-- BEGIN EXTRACT TO READ --

When the scene $\mathbf{c}$ is $s$ -sparse (as in most RF imaging scenarios), we can exploit sparsity to reduce the measurement requirement:

Sparse Wirtinger Flow:

$\mathbf{z}^{(t+1)} = \mathcal{H}_s\!\left( \mathbf{z}^{(t)} - \mu_t\,\nabla_{\bar{\mathbf{z}}} f(\mathbf{z}^{(t)})\right),$

where $\mathcal{H}_s$ is the hard-thresholding operator (keep the $s$ largest entries).

Measurement requirement: $M = O(s^2\log N)$ for sparse Wirtinger flow — compared to $M = O(N)$ for the non-sparse version. The quadratic dependence on $s$ (vs. linear for linear CS) reflects the inherent difficulty of non-linear measurements.

SPARTA (Sparse Truncated Amplitude flow): Combines truncation, amplitude loss, and thresholding for improved sample complexity: $M = O(s^2\log N)$ with $O(s^2 N \log N)$ total computation.

Hard Thresholding

The operator $\mathcal{H}_s(\mathbf{z})$ that retains the $s$ entries of $\mathbf{z}$ with largest magnitude and sets all others to zero. Used in sparse phase retrieval to enforce sparsity after each gradient step.

Related: Sparse Phase Retrieval

Theorem: Sample Complexity of Sparse Phase Retrieval

For an $s$ -sparse signal $\mathbf{x}_0 \in \mathbb{C}^N$ with $\|\mathbf{x}_0\|_0 = s$ and generic (Gaussian) measurements, sparse phase retrieval requires:

$M = \Omega(s^2 \log N)$

measurements for recovery, compared to $M = \Omega(s \log N)$ for linear compressed sensing with the same sparsity.

-- END EXTRACT TO READ --

■ EXERCISE INSTRUCTIONS:
#1 Return the passage on sparse phase retrieval word for word, starting with "Related: Sparse Phase" and going on through "the same sparsity.".
#2 Write the next part of the sparse phase retrieval passage, picking up after its final sentence.

-- BEGIN COLLECTED MATERIAL --

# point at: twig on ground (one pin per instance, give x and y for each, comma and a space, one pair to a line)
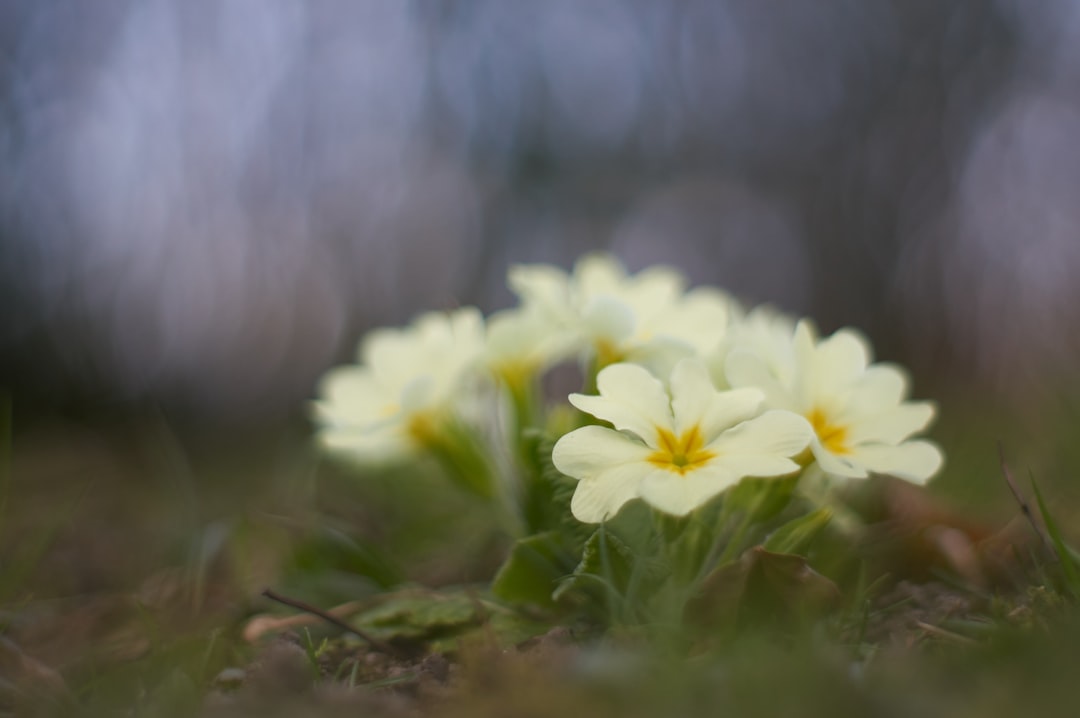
1024, 506
333, 620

-- END COLLECTED MATERIAL --

■ FINAL ANSWERS:
#1
Related: Sparse Phase Retrieval

Theorem: Sample Complexity of Sparse Phase Retrieval

For an $s$ -sparse signal $\mathbf{x}_0 \in \mathbb{C}^N$ with $\|\mathbf{x}_0\|_0 = s$ and generic (Gaussian) measurements, sparse phase retrieval requires:

$M = \Omega(s^2 \log N)$

measurements for recovery, compared to $M = \Omega(s \log N)$ for linear compressed sensing with the same sparsity.

#2
The quadratic dependence on $s$ is fundamental: it cannot be improved by any algorithm (information-theoretic lower bound).

In linear CS, each measurement provides information about one linear combination of entries. In phase retrieval, each measurement provides information about a quadratic form — the interactions between pairs of entries double the effective dimensionality of the problem.

Proof

Lower bound via counting

The support of an $s$ -sparse signal in $\mathbb{C}^N$ has $\binom{N}{s}$ possibilities. The quadratic measurements provide information about $\binom{s}{2}$ pairwise interactions. Resolving both the support and the pairwise phases requires $\Omega(s^2)$ measurements.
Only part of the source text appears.